EXTRACT:
--- begin ---
A drain known as the South Carl drain was constructed in the county of Midland in 1915. Assessments for the cost, aggregating $37,786.24, were made, one-half of which was to be paid in 1915 and one-half in 1916. The orders actually issued against the drain fund amounted to $38,533.24. Certain of the lands in the special assessment district were returned delinquent. They were offered for sale and bid in by the State. In February, 1921, they were deeded to the State by the auditor general, and have become State tax homestead lands. The drain fund has long since been exhausted, and the plaintiffs, who own two orders amounting to $850 issued for labor in the construction of the drain, insist on their right *Page 366 to have them paid out of the general fund. The defendant Aaron T. Bliss, who is county clerk, and defendant Henry W. Harrison, who is county treasurer, refused payment. Mandamus proceedings were begun against them in the circuit court. On the hearing the writ was granted. The defendants bring certiorari.
The plaintiffs' claim of right to payment out of the general fund is based on the provisions of Act No. 316, Pub. Acts 1923, as amended by Act No. 365, Pub. Acts 1925, and especially the second proviso in section 4, chapter 9, of the latter act.
The defendants contend that the act in question is unconstitutional for two reasons:
"(1) Act violates section 6, article 2, of the Constitution of Michigan and the Fourteenth Amendment to the Constitution of the United States, prohibiting the taking of private property without due process of law.
"(2) Act violates section 34 of article 5 providing that the legislature shall not audit nor allow any private claim or account, and section 9 of article 8 conferring on boards of supervisors authority to adjust all claims against their respective counties."
A brief reference is necessary to the history of the amendment on which the plaintiffs base their right of action. Act No. 64, Pub. Acts 1921 (Comp. Laws Supp. 1922, § 4922), amended Act No. 142, Pub. Acts 1919, by adding a proviso, the applicable part of which reads as follows:
"Provided further, That the holder of such order may, if he so desires, have the right to require payment thereof out of any moneys in the general fund of the county treasury that may be available, if the drain fund is insufficient for such purpose because of delinquency in the payment of drain taxes after the lands on which the said taxes shall become delinquent have been offered for sale. In any such case where payment is made by the county treasurer out of the *Page 367 general fund, any and all delinquent drain taxes received by said treasurer thereafter shall be credited to the general fund until the same is reimbursed."
In 1923 the legislature, by Act No. 316, attempted to codify the drain law. In doing so, probably by oversight, it omitted the above proviso. The legislature of 1925, by Act No. 365, apparently undertook to restore it. Some one blundered with the punctuation, and consequently the meaning is not as clear as that of the first amendment, but it is conceded by the parties here that the second proviso found in section 4 of chapter 9, Act No. 316, Pub. Acts 1925, was intended to read the same as that of Act No. 64, Pub. Acts 1921.
--- end ---
DIRECTIVE A: In the court opinion, what was the total amount of the two orders the plaintiffs held?
The data entries have no connection to the court opinion.

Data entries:
--- begin ---
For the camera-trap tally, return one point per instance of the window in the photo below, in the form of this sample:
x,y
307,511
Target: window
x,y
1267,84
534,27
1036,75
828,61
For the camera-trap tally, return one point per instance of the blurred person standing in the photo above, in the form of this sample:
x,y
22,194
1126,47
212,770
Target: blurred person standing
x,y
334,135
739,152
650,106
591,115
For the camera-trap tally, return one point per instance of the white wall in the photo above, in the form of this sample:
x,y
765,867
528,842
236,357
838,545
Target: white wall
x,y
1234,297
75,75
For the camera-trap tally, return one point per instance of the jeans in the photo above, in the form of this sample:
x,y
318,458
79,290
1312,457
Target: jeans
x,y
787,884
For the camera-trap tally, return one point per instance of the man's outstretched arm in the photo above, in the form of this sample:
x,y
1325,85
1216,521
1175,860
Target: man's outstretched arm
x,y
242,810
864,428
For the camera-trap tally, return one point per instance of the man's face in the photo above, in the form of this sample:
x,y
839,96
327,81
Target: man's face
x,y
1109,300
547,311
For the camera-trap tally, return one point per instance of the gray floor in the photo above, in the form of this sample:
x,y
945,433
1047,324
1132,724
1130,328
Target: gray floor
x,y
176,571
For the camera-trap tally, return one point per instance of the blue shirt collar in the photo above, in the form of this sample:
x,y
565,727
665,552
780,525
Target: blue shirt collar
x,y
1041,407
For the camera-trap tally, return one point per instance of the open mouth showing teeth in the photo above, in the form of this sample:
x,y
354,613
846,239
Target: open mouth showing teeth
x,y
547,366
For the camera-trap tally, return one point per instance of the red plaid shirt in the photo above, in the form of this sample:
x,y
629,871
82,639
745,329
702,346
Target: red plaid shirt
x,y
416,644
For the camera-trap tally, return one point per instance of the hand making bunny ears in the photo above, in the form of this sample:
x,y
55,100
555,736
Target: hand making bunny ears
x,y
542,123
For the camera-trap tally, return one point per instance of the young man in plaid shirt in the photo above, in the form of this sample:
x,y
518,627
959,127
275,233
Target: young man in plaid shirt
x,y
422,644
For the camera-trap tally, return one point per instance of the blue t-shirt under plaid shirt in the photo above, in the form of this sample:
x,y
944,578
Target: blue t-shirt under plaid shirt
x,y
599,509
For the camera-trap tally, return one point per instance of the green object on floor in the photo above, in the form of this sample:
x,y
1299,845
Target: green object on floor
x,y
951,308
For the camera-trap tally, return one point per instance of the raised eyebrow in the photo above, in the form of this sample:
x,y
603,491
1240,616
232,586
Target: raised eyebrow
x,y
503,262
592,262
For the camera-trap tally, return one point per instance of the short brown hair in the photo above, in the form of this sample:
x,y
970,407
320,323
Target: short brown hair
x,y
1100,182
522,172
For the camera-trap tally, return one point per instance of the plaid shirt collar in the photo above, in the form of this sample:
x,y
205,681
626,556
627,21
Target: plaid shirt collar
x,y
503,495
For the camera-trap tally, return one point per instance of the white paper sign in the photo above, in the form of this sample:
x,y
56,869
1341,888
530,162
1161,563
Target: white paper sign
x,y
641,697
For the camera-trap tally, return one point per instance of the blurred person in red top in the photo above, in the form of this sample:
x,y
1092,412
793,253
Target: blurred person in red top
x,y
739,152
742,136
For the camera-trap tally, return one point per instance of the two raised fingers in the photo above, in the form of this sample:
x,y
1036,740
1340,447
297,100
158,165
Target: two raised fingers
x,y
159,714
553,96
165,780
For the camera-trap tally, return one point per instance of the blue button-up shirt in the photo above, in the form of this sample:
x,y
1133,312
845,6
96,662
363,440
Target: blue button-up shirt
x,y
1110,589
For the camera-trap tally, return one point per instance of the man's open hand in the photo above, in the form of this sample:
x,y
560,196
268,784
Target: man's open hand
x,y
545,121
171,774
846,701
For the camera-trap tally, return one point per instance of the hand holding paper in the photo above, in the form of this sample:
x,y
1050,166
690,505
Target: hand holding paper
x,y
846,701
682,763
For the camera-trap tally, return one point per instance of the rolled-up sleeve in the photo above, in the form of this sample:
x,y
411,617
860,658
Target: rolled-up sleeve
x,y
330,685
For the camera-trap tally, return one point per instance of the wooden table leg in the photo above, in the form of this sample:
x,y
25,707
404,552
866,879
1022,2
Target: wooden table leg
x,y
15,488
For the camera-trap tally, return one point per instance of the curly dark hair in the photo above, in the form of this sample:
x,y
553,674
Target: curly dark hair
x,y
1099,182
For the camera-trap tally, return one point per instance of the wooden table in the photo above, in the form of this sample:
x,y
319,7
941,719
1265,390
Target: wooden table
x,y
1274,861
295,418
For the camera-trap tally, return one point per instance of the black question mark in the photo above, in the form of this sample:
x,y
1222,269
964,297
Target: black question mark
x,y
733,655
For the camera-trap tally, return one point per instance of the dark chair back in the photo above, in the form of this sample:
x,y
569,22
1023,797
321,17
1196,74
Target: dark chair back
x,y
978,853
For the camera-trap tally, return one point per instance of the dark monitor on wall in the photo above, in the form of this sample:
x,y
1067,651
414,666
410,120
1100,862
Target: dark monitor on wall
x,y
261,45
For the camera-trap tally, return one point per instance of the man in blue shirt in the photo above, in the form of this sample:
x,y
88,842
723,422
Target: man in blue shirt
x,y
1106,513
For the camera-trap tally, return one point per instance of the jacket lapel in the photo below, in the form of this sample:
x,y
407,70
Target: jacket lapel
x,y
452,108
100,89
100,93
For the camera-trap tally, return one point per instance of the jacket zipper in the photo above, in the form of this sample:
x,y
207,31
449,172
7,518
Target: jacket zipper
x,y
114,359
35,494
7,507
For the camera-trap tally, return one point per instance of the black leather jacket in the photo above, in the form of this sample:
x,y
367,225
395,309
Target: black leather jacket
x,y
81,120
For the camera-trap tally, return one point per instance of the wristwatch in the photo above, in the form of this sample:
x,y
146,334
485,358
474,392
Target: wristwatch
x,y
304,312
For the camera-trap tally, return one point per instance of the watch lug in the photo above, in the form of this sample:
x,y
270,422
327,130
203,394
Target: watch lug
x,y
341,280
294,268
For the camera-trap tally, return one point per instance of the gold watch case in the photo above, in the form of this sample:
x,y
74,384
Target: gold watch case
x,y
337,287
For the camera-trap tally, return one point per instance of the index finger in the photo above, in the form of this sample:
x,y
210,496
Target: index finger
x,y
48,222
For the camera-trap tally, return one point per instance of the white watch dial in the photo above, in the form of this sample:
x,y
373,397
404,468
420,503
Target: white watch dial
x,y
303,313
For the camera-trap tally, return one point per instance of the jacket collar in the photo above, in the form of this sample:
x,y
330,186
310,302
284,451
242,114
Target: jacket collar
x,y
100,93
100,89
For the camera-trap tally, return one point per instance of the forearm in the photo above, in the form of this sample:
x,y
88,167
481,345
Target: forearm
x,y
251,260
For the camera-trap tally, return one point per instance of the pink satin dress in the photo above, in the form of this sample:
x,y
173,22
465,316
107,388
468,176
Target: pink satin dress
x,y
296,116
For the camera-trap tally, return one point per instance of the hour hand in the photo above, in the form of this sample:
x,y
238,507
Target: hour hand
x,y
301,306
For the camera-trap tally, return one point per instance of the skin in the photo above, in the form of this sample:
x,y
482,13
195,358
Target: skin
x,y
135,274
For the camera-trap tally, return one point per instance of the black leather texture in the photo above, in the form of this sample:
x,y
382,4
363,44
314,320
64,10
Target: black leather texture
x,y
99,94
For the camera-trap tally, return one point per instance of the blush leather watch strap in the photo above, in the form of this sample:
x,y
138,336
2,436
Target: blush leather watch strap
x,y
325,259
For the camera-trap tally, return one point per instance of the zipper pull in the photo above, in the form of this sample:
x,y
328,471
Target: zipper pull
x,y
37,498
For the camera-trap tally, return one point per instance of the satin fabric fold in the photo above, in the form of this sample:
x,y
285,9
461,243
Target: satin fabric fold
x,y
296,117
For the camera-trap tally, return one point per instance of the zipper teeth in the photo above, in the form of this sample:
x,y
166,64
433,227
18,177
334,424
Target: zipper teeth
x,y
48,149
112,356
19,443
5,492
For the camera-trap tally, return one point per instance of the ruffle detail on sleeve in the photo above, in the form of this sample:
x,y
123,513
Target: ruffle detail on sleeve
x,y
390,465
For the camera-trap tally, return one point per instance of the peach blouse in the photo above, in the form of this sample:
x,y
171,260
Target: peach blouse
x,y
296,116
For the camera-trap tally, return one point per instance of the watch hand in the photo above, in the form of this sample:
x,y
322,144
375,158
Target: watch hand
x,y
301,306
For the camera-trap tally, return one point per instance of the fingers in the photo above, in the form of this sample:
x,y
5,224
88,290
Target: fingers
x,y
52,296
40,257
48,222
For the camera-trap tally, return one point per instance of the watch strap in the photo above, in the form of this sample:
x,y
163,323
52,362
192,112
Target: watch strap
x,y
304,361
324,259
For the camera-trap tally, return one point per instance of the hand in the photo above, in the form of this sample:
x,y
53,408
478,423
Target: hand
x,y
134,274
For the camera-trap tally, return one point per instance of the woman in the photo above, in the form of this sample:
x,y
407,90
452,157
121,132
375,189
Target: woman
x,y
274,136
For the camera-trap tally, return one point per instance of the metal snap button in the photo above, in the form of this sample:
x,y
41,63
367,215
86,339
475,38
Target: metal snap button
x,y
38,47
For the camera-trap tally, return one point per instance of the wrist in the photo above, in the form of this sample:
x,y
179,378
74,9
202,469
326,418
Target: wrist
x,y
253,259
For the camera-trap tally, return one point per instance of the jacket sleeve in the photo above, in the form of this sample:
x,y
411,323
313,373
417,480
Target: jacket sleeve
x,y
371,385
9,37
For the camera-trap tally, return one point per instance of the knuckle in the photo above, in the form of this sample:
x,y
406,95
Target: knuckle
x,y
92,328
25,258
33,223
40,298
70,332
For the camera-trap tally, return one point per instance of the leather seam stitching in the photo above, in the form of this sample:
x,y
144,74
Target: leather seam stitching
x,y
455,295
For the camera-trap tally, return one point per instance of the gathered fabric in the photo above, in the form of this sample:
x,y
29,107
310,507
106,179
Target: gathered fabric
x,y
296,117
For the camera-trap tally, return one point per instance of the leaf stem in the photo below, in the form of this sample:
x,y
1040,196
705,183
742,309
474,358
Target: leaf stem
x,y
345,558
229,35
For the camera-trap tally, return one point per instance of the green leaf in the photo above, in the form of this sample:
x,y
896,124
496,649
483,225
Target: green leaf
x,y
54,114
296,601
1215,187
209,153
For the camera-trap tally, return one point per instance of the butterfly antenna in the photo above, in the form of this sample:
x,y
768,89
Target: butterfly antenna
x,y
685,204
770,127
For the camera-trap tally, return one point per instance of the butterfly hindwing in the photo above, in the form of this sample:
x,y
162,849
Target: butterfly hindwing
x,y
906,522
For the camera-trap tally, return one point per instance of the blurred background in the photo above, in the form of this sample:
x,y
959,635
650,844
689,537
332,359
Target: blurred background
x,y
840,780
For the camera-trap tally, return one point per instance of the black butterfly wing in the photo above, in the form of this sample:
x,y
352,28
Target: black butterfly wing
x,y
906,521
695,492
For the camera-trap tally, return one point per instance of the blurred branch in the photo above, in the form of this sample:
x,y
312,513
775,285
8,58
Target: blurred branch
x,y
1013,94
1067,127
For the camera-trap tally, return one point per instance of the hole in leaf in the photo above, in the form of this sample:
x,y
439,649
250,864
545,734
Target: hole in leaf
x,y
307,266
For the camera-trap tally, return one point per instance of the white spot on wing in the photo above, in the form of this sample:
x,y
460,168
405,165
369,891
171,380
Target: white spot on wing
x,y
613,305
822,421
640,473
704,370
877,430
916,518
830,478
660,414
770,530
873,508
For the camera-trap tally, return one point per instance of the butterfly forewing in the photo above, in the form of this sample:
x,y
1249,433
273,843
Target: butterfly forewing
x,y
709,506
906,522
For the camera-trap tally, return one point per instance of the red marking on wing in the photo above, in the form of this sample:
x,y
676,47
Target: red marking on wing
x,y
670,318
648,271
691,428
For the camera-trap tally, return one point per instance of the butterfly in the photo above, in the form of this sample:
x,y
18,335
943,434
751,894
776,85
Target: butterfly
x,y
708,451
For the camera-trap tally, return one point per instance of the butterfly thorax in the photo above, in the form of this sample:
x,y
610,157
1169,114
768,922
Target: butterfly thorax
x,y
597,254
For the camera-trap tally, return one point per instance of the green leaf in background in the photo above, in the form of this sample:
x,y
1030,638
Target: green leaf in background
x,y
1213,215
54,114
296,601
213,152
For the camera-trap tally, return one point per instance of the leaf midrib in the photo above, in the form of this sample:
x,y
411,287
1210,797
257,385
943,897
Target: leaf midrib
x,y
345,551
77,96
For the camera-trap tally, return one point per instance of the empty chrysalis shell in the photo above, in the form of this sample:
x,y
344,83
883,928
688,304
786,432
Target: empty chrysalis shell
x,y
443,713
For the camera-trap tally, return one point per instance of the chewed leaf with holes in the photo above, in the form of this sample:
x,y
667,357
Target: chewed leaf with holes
--- end ---
DIRECTIVE B: Report each line of the data entries that contains the string "chrysalis", treating uppercase and lowercase as different.

CORRECT ANSWER A: $850

CORRECT ANSWER B:
For the camera-trap tally, return one point per instance of the empty chrysalis shell in the photo above, in the form of this sample:
Target: empty chrysalis shell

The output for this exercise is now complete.